Recast as a numbered list the lines of the material below, from the line with "Mark one point on every instance of the rolling" up to and including the line with "pixel 695 543". Leave out any blank lines.

═══ DATASET ROWS

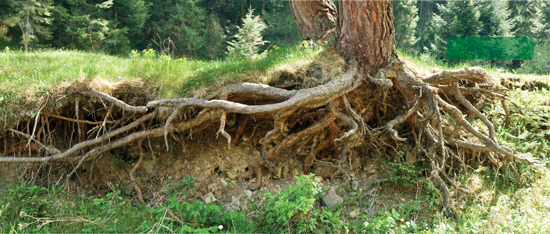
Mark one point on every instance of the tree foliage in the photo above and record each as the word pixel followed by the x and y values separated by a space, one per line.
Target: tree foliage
pixel 405 20
pixel 248 40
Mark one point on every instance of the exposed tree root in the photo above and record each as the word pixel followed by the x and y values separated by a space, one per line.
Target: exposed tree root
pixel 384 112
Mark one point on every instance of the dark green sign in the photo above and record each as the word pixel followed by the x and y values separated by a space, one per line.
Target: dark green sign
pixel 490 48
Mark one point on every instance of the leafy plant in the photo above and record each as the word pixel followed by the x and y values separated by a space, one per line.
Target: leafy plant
pixel 295 201
pixel 404 173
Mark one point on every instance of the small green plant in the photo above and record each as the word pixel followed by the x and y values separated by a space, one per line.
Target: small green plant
pixel 406 174
pixel 295 201
pixel 183 217
pixel 248 40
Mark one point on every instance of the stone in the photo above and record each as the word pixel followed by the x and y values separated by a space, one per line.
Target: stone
pixel 285 172
pixel 354 185
pixel 295 172
pixel 370 169
pixel 318 178
pixel 232 174
pixel 209 198
pixel 353 214
pixel 363 175
pixel 128 189
pixel 224 183
pixel 278 172
pixel 409 156
pixel 332 199
pixel 149 166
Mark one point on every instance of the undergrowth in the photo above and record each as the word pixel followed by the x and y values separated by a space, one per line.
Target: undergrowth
pixel 517 201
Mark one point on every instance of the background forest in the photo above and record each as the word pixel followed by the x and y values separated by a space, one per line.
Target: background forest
pixel 202 28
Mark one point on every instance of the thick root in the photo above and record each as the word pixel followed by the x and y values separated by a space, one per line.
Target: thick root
pixel 405 108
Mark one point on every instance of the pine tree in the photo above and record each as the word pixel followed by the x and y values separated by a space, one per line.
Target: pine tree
pixel 544 22
pixel 405 18
pixel 248 40
pixel 183 21
pixel 456 19
pixel 524 15
pixel 31 16
pixel 424 32
pixel 494 16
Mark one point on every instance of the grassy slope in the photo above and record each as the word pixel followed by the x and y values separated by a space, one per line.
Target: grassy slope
pixel 505 202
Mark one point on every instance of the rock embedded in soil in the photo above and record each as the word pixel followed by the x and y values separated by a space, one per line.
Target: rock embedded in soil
pixel 354 185
pixel 295 172
pixel 232 174
pixel 285 172
pixel 209 198
pixel 370 169
pixel 149 166
pixel 318 178
pixel 332 199
pixel 353 214
pixel 128 189
pixel 224 183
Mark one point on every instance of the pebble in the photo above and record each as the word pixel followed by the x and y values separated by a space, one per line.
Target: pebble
pixel 209 198
pixel 354 185
pixel 332 199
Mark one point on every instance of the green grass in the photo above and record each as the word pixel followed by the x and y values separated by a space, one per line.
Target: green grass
pixel 26 76
pixel 517 201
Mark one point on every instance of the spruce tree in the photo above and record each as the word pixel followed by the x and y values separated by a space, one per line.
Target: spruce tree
pixel 183 21
pixel 494 16
pixel 32 16
pixel 248 40
pixel 424 32
pixel 524 15
pixel 405 18
pixel 456 19
pixel 544 23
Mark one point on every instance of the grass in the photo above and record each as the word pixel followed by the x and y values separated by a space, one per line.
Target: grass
pixel 517 201
pixel 28 75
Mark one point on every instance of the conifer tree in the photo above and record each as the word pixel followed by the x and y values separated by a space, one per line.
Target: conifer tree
pixel 494 16
pixel 405 20
pixel 248 40
pixel 544 23
pixel 524 15
pixel 32 16
pixel 183 21
pixel 456 19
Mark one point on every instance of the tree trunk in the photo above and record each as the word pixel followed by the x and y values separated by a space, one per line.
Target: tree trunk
pixel 315 19
pixel 366 33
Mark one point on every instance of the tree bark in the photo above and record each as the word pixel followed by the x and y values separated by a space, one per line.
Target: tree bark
pixel 315 19
pixel 366 33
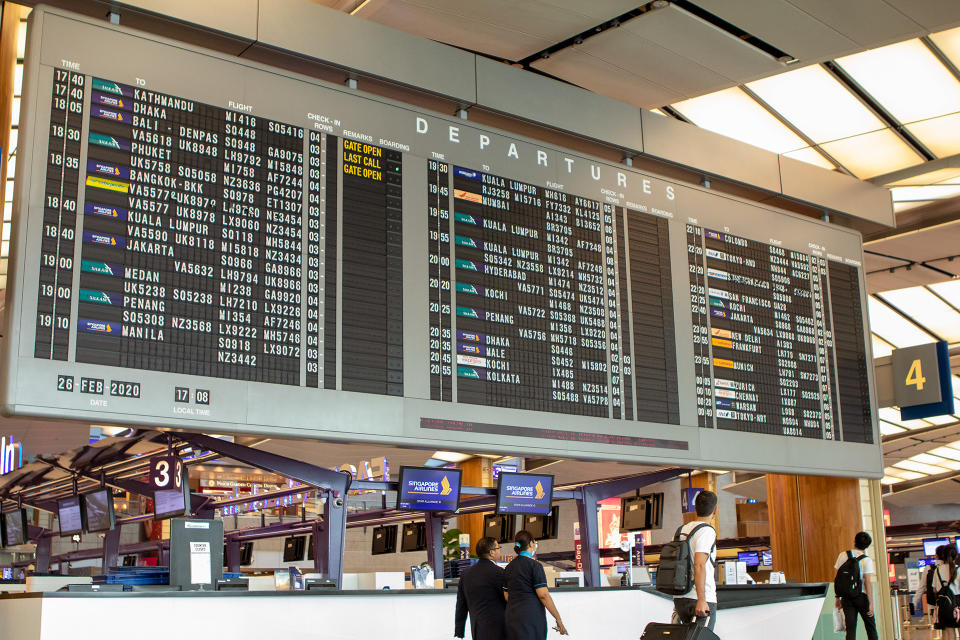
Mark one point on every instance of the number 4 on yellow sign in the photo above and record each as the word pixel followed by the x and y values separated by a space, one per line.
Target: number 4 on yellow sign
pixel 915 375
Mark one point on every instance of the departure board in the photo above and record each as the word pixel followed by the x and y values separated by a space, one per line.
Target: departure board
pixel 270 254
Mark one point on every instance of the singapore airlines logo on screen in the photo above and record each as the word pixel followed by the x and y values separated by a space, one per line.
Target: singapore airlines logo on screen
pixel 430 487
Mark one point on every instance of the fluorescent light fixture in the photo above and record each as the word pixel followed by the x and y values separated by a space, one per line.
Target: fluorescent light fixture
pixel 949 291
pixel 931 177
pixel 919 467
pixel 816 104
pixel 893 416
pixel 902 474
pixel 893 327
pixel 927 458
pixel 451 456
pixel 873 154
pixel 906 79
pixel 924 194
pixel 936 315
pixel 880 347
pixel 888 429
pixel 734 114
pixel 949 42
pixel 905 206
pixel 940 135
pixel 810 156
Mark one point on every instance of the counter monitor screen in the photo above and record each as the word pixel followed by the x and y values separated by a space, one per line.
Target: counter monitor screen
pixel 15 528
pixel 294 548
pixel 524 493
pixel 70 516
pixel 930 545
pixel 414 537
pixel 424 489
pixel 98 507
pixel 384 540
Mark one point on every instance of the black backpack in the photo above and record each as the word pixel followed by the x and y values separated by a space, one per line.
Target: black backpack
pixel 848 583
pixel 675 573
pixel 946 604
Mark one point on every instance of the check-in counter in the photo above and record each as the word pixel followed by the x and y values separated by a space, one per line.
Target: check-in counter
pixel 746 613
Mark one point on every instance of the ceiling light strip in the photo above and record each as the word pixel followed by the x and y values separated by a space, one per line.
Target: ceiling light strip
pixel 906 317
pixel 941 56
pixel 800 134
pixel 878 110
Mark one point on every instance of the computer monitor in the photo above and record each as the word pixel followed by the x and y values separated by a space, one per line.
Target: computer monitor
pixel 414 537
pixel 640 513
pixel 930 545
pixel 524 493
pixel 98 510
pixel 293 548
pixel 499 527
pixel 70 516
pixel 543 527
pixel 384 540
pixel 15 527
pixel 428 489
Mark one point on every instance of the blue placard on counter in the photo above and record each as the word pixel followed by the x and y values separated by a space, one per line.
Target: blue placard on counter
pixel 424 489
pixel 526 493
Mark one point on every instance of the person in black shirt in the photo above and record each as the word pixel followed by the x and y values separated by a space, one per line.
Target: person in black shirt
pixel 527 594
pixel 480 593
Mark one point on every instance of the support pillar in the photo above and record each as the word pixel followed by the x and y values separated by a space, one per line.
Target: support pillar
pixel 435 544
pixel 42 564
pixel 472 471
pixel 233 554
pixel 111 549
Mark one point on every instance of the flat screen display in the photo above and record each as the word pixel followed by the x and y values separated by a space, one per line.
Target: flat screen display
pixel 70 516
pixel 15 527
pixel 414 537
pixel 524 493
pixel 384 540
pixel 930 545
pixel 98 508
pixel 423 489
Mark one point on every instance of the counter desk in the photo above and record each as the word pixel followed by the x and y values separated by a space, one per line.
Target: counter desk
pixel 746 613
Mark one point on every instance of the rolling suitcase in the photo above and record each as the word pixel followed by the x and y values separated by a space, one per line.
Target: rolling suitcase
pixel 691 631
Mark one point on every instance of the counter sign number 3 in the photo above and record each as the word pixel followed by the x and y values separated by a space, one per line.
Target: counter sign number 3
pixel 166 473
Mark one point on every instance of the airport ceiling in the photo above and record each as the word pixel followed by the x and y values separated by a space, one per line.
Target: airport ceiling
pixel 866 87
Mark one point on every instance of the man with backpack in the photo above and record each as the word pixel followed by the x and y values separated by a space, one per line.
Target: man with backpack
pixel 853 586
pixel 695 543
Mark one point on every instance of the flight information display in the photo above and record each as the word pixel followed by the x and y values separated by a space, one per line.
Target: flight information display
pixel 270 254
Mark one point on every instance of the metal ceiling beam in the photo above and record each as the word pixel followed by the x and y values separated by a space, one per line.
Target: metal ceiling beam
pixel 948 162
pixel 877 109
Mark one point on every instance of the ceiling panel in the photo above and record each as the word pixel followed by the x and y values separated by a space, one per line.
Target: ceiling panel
pixel 866 22
pixel 702 43
pixel 931 14
pixel 502 28
pixel 590 72
pixel 784 26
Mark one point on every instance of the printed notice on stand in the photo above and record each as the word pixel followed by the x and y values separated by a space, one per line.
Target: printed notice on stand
pixel 200 563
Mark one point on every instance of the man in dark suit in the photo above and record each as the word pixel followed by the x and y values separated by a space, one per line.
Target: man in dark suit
pixel 480 593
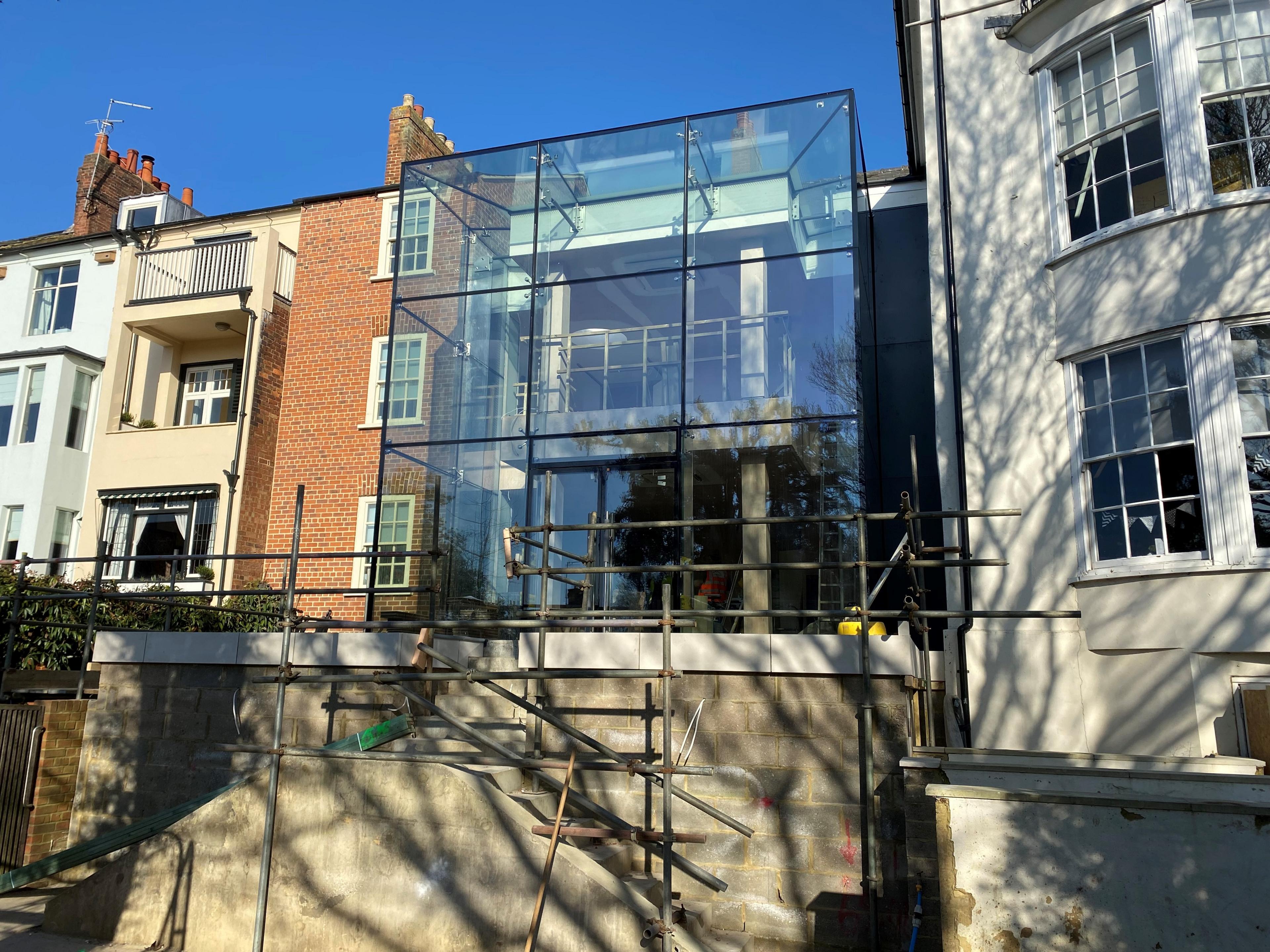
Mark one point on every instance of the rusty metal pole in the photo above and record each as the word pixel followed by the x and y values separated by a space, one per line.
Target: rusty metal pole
pixel 271 804
pixel 16 615
pixel 91 631
pixel 668 778
pixel 867 709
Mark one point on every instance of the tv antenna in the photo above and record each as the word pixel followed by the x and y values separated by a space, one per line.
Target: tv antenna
pixel 105 126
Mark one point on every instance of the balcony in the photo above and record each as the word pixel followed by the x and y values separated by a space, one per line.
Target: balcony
pixel 202 270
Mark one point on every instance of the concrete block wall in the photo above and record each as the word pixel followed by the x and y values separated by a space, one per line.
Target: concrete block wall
pixel 786 751
pixel 55 780
pixel 148 737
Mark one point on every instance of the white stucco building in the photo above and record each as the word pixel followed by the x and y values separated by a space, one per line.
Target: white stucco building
pixel 56 296
pixel 1108 193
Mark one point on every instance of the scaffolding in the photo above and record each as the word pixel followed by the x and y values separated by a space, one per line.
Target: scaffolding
pixel 911 558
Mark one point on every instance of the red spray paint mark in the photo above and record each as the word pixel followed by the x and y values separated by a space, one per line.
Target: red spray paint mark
pixel 842 908
pixel 848 850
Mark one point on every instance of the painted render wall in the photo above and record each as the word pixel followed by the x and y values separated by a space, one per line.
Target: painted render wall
pixel 1128 677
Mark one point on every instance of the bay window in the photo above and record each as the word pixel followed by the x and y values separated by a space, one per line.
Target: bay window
pixel 1109 144
pixel 1232 48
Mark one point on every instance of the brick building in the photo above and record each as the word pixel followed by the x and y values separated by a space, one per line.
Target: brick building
pixel 328 427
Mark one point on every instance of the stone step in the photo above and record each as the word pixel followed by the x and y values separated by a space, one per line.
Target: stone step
pixel 727 941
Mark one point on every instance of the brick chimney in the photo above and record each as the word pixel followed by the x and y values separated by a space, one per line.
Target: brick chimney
pixel 412 138
pixel 112 179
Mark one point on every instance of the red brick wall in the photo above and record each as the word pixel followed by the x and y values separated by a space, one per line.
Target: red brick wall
pixel 55 782
pixel 258 456
pixel 336 313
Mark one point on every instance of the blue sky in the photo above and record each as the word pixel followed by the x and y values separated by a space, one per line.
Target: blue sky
pixel 258 103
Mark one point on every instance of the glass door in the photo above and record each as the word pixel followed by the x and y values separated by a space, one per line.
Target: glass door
pixel 613 494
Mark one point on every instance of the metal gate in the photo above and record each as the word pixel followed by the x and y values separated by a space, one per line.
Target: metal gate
pixel 21 729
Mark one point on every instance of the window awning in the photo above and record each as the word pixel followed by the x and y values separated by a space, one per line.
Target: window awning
pixel 200 491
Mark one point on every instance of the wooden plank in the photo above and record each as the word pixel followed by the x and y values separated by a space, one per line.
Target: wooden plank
pixel 532 941
pixel 1256 719
pixel 603 833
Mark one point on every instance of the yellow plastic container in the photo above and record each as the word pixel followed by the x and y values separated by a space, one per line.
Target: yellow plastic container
pixel 853 626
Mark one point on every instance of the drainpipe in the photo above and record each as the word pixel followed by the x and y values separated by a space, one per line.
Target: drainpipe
pixel 232 475
pixel 942 153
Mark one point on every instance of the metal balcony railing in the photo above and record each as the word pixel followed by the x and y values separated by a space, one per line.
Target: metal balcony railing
pixel 286 281
pixel 196 271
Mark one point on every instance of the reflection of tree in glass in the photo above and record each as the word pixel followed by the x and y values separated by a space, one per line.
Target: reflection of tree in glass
pixel 835 373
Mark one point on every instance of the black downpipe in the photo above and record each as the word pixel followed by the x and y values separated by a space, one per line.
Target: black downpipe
pixel 942 154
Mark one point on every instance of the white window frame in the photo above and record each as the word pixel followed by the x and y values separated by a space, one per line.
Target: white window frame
pixel 389 239
pixel 205 395
pixel 374 403
pixel 1047 101
pixel 1218 459
pixel 361 565
pixel 36 290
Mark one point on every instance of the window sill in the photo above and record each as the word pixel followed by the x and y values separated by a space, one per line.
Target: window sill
pixel 1140 573
pixel 1212 204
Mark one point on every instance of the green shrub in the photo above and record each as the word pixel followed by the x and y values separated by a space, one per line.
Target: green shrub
pixel 56 648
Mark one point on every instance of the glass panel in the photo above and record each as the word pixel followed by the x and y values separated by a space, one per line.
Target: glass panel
pixel 1132 51
pixel 1259 113
pixel 461 498
pixel 1255 60
pixel 1113 201
pixel 611 204
pixel 482 221
pixel 608 355
pixel 1132 427
pixel 1213 22
pixel 1140 478
pixel 773 339
pixel 1145 145
pixel 1229 167
pixel 1127 377
pixel 1170 417
pixel 1223 121
pixel 474 365
pixel 1094 381
pixel 1255 405
pixel 774 181
pixel 1166 367
pixel 1109 531
pixel 1218 69
pixel 1250 348
pixel 1102 110
pixel 773 470
pixel 1105 483
pixel 8 398
pixel 1081 218
pixel 1256 457
pixel 1098 432
pixel 1178 474
pixel 610 447
pixel 1262 162
pixel 1146 530
pixel 1184 524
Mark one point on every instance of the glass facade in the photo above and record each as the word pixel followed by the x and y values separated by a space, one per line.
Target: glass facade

══════

### RESULT FOR THIS EXERCISE
1. Mark one point on every instance of the rolling suitcase in the photo above and record each as the word pixel followed by the x and y values separated by a space, one per line.
2. Target: rolling suitcase
3. pixel 691 631
4. Mark one point on every instance of the counter sign number 3 in the photo above and record each as the word pixel followed by the x and y values separated by a space, one per line.
5. Target: counter sign number 3
6. pixel 166 473
7. Mark one point on every instance of the airport ceiling in the photo above and record each as the word pixel followed by the x and y values separated by a space, one per line.
8. Target: airport ceiling
9. pixel 866 87
10. Mark one point on every instance of the man with backpack in the photo above and record each as the word pixel followed by the x and y values separated by a space, one per line.
11. Target: man with backpack
12. pixel 853 586
13. pixel 695 543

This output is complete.